Consegna: Quanti pazienti ricoverati per insufficienza cardiaca acuta ha coinvolto lo studio multicentrico descritto nel brano fornito?

Brano fornito:
· · ·
Secondo un ulteriore studio pubblicato sul New England Journal of un’infusione di serelaxina non determina una minore incidenza di morte per cause cardiovascolari o un peggioramento dell’insufficienza cardiaca tra i pazienti ricoverati in ospedale per insufficienza cardiaca acuta.
Marco Metra, MD, dell’Università di Brescia in Italia, e colleghi hanno condotto uno studio multicentrico coinvolgendo 6.545 pazienti ricoverati in ospedale per insufficienza cardiaca acuta . Oltre alle cure standard , i partecipanti sono stati assegnati in modo casuale a ricevere un’infusione endovenosa di serelaxina o placebo per 48 ore.
· · ·
Righe elencate:
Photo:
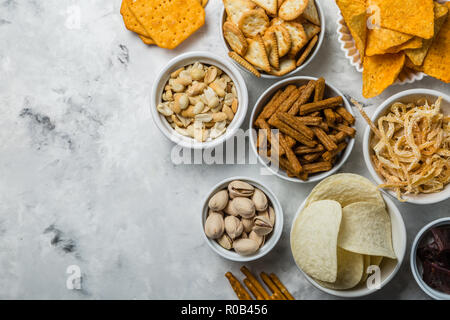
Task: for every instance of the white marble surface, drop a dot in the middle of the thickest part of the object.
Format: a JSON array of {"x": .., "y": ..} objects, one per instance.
[{"x": 86, "y": 178}]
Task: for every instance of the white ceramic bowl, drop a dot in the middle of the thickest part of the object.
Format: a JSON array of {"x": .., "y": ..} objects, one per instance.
[
  {"x": 270, "y": 242},
  {"x": 416, "y": 264},
  {"x": 185, "y": 60},
  {"x": 352, "y": 54},
  {"x": 388, "y": 267},
  {"x": 307, "y": 61},
  {"x": 330, "y": 91},
  {"x": 406, "y": 96}
]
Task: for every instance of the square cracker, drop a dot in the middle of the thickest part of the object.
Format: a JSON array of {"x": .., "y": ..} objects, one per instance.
[
  {"x": 130, "y": 20},
  {"x": 437, "y": 61},
  {"x": 169, "y": 22},
  {"x": 414, "y": 17}
]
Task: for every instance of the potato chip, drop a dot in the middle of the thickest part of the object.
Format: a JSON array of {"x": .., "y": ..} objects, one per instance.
[
  {"x": 346, "y": 188},
  {"x": 437, "y": 61},
  {"x": 354, "y": 13},
  {"x": 415, "y": 17},
  {"x": 253, "y": 22},
  {"x": 169, "y": 23},
  {"x": 235, "y": 38},
  {"x": 350, "y": 271},
  {"x": 366, "y": 229},
  {"x": 381, "y": 39},
  {"x": 380, "y": 72},
  {"x": 367, "y": 260},
  {"x": 311, "y": 14},
  {"x": 417, "y": 56},
  {"x": 283, "y": 39},
  {"x": 269, "y": 5},
  {"x": 314, "y": 239},
  {"x": 376, "y": 260},
  {"x": 298, "y": 36},
  {"x": 236, "y": 8},
  {"x": 286, "y": 65},
  {"x": 257, "y": 55},
  {"x": 131, "y": 23},
  {"x": 292, "y": 9}
]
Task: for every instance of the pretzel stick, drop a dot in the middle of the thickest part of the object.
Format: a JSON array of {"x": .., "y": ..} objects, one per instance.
[
  {"x": 293, "y": 133},
  {"x": 270, "y": 107},
  {"x": 269, "y": 283},
  {"x": 255, "y": 282},
  {"x": 253, "y": 290},
  {"x": 304, "y": 97},
  {"x": 281, "y": 286},
  {"x": 321, "y": 105},
  {"x": 238, "y": 288},
  {"x": 325, "y": 139}
]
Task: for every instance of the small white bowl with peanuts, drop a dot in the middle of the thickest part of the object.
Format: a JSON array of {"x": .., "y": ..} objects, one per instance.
[{"x": 199, "y": 100}]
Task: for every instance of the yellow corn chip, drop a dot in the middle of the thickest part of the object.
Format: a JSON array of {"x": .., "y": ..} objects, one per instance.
[
  {"x": 169, "y": 22},
  {"x": 130, "y": 21},
  {"x": 354, "y": 13},
  {"x": 418, "y": 55},
  {"x": 414, "y": 17},
  {"x": 381, "y": 39},
  {"x": 380, "y": 72},
  {"x": 414, "y": 43},
  {"x": 437, "y": 61}
]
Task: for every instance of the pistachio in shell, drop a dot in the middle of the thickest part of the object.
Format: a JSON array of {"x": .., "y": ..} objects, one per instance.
[
  {"x": 245, "y": 247},
  {"x": 239, "y": 188},
  {"x": 248, "y": 224},
  {"x": 260, "y": 200},
  {"x": 219, "y": 201},
  {"x": 244, "y": 207},
  {"x": 225, "y": 241},
  {"x": 259, "y": 239},
  {"x": 233, "y": 226},
  {"x": 214, "y": 226},
  {"x": 262, "y": 226}
]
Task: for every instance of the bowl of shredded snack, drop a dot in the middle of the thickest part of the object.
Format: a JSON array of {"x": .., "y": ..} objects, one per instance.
[{"x": 407, "y": 146}]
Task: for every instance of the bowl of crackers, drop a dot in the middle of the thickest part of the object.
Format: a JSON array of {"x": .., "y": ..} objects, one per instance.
[
  {"x": 199, "y": 100},
  {"x": 395, "y": 42},
  {"x": 270, "y": 38},
  {"x": 303, "y": 129},
  {"x": 406, "y": 146}
]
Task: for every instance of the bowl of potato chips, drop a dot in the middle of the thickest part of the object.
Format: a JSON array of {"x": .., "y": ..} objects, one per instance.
[
  {"x": 270, "y": 38},
  {"x": 406, "y": 147},
  {"x": 347, "y": 238}
]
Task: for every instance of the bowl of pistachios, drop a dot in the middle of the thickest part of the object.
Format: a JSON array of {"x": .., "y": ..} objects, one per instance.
[
  {"x": 242, "y": 220},
  {"x": 199, "y": 100}
]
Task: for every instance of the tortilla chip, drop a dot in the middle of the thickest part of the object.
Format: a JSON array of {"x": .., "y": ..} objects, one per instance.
[
  {"x": 437, "y": 61},
  {"x": 381, "y": 39},
  {"x": 414, "y": 43},
  {"x": 380, "y": 72},
  {"x": 418, "y": 55},
  {"x": 354, "y": 13},
  {"x": 414, "y": 17}
]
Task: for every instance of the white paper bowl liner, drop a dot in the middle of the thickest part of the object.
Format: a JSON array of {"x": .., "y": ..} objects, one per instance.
[{"x": 352, "y": 54}]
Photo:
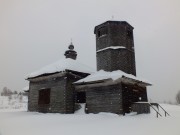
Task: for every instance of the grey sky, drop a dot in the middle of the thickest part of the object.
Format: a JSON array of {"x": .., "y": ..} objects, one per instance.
· · ·
Risposta scritta: Lo studio ha coinvolto 6.545 pazienti.